Set problem
Show every line in the data below that contains the string "pool".

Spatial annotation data
---------------
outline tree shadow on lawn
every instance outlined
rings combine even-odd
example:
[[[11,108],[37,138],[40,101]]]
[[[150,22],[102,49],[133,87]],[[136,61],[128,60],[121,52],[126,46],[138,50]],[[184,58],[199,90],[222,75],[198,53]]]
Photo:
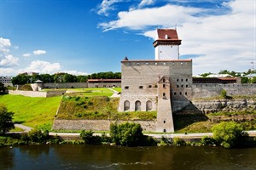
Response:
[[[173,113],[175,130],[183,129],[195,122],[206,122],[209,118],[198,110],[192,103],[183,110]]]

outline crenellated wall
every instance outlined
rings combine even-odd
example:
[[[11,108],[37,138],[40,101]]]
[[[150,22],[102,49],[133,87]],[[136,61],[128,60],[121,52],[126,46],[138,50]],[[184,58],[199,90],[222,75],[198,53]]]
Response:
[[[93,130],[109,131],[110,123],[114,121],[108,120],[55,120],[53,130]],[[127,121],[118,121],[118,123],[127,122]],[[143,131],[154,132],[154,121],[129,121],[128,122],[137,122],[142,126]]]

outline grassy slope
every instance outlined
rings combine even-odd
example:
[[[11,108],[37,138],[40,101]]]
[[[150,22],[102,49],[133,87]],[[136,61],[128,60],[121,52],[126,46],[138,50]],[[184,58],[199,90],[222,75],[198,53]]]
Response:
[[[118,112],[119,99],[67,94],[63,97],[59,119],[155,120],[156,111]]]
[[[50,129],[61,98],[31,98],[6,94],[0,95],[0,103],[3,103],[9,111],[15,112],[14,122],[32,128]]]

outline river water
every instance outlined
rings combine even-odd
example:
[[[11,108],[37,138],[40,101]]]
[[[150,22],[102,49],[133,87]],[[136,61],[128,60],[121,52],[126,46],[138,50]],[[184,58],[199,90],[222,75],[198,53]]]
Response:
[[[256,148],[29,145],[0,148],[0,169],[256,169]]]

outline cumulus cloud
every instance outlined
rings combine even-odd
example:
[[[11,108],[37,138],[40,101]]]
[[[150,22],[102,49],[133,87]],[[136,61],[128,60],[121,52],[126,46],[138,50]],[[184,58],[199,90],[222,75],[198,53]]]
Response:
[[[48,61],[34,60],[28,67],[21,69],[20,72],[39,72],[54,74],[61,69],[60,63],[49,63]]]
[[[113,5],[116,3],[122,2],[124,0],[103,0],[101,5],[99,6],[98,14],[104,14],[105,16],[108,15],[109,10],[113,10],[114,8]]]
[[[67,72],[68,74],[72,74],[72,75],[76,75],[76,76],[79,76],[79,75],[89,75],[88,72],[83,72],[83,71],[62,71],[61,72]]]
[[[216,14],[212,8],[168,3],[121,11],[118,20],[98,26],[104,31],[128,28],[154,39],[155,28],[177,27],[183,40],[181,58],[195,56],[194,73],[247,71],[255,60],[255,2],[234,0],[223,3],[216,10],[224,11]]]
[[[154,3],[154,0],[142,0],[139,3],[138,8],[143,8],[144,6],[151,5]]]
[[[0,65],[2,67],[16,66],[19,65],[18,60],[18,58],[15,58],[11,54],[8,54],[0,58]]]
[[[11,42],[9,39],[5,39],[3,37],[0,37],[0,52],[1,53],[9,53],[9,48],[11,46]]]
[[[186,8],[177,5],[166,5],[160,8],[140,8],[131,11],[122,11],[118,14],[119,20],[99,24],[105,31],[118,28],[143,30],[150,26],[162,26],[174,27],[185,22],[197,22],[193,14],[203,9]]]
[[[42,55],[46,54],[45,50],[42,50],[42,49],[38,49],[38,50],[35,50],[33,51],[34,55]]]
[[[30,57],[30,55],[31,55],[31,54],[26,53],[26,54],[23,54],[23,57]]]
---------------
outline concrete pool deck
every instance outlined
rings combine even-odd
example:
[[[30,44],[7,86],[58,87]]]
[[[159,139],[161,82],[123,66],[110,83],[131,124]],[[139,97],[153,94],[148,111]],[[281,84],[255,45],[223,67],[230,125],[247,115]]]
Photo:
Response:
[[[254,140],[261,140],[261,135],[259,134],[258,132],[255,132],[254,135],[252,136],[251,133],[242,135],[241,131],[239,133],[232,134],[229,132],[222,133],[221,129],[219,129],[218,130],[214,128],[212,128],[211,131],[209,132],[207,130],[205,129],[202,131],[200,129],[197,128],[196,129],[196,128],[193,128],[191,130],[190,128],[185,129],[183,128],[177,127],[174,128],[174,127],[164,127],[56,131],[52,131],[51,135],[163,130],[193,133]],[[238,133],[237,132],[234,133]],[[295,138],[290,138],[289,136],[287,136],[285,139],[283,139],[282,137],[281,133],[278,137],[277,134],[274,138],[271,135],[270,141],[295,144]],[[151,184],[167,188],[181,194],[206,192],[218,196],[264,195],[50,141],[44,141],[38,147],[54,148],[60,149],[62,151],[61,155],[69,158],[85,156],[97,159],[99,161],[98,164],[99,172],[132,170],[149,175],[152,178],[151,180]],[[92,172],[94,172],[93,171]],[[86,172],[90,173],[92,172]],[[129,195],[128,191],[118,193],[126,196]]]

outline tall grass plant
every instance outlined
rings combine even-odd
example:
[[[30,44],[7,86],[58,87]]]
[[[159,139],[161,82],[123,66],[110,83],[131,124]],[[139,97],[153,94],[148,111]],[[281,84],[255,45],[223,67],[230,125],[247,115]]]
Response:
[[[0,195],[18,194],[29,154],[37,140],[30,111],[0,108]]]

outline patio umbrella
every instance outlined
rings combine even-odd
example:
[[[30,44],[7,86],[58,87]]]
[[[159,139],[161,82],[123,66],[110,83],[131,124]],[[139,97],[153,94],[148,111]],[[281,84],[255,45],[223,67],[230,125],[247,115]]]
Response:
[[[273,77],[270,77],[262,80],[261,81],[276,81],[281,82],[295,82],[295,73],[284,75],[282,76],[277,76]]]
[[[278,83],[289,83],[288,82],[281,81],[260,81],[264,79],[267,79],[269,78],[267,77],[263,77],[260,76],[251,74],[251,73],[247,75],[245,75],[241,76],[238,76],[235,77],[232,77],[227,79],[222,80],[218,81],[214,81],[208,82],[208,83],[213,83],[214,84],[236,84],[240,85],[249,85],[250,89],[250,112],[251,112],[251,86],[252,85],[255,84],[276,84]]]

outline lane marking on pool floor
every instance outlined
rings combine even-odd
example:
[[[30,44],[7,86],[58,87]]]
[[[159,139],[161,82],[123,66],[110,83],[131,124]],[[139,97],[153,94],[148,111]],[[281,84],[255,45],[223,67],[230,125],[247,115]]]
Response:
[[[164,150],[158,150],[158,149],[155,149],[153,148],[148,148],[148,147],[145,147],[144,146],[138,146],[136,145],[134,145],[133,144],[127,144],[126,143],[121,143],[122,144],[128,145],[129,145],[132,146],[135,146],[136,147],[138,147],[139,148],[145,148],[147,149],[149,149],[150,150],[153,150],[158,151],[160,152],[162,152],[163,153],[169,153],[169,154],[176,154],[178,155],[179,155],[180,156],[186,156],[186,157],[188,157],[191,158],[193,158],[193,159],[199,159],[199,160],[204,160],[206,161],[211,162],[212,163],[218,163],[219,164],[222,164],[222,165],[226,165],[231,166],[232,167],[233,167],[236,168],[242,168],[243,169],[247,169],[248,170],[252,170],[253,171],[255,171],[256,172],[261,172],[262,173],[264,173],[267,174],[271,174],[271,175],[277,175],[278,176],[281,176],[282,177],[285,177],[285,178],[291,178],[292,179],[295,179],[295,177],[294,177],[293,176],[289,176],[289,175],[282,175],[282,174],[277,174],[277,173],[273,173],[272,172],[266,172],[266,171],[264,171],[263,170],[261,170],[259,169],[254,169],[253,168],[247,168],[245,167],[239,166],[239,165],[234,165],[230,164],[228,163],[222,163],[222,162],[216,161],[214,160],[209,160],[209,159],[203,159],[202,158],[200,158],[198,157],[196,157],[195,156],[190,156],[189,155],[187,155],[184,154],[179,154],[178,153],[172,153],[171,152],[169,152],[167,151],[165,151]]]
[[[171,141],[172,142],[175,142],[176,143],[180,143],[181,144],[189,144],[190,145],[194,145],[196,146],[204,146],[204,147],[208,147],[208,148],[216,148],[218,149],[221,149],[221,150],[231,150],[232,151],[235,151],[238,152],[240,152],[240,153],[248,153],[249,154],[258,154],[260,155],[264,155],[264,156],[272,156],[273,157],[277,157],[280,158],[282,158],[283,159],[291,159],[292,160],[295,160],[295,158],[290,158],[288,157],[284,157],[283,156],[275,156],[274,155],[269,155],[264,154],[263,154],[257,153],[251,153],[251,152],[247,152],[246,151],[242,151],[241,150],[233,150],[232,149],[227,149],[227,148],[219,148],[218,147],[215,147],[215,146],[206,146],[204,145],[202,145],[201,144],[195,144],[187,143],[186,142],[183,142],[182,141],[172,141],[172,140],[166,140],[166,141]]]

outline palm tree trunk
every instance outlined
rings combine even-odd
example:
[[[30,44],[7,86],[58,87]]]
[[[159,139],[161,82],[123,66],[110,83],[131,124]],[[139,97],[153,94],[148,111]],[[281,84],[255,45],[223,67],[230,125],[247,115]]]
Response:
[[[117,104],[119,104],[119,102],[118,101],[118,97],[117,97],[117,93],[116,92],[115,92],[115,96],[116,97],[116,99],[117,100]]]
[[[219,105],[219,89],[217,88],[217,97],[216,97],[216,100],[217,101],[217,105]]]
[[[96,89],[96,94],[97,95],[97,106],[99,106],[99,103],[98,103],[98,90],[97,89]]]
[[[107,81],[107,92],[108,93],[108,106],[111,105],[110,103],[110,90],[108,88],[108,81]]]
---------------
Exercise output
outline concrete pool deck
outline lane marking on pool floor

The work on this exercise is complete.